▸ **TASK TO COMPLETE**
Begin with the first line of the entries below. Copy each line exactly, stopping after the one that contains "M 194 229 L".

======== DATA SHOWN ========

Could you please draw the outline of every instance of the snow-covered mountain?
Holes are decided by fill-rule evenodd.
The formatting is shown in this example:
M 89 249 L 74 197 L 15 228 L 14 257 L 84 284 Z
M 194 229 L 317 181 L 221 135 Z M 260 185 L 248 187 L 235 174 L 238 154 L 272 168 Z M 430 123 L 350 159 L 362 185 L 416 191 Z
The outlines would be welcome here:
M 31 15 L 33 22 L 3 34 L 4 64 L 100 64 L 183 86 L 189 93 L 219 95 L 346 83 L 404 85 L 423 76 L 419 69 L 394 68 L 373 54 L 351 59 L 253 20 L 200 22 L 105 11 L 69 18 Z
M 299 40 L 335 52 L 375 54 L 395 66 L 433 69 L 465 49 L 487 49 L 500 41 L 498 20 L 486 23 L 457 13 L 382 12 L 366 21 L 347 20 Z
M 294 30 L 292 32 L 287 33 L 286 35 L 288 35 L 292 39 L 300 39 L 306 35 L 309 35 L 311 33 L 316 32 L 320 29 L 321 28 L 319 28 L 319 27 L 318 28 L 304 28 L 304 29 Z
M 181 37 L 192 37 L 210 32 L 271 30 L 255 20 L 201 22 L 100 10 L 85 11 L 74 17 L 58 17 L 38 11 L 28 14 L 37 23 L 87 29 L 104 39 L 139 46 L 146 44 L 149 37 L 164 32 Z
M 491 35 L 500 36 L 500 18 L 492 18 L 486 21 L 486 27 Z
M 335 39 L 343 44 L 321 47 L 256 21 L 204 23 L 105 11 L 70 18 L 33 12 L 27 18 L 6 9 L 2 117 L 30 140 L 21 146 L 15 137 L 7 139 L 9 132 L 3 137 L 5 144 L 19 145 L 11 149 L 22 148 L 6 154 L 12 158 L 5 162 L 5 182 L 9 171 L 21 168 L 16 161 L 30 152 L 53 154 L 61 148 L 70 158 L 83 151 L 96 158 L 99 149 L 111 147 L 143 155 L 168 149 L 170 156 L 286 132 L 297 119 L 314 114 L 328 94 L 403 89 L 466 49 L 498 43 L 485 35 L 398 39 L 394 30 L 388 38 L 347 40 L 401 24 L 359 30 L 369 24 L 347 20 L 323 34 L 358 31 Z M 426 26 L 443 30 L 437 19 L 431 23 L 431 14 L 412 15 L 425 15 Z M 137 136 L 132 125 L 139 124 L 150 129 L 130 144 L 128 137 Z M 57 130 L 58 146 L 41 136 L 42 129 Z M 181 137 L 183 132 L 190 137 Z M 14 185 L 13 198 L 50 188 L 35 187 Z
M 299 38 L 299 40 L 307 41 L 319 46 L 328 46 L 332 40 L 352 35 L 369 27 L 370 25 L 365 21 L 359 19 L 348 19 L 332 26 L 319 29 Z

========

▸ **TASK RESPONSE**
Could you please draw the outline of every instance of the snow-covered mountain?
Holes are decided by fill-rule evenodd.
The formatting is shown in this example:
M 89 249 L 74 197 L 15 228 L 14 257 L 84 284 Z
M 194 229 L 317 181 L 221 135 Z M 260 185 L 248 187 L 235 174 L 238 154 L 272 168 Z M 430 123 L 350 159 L 362 185 L 416 191 Z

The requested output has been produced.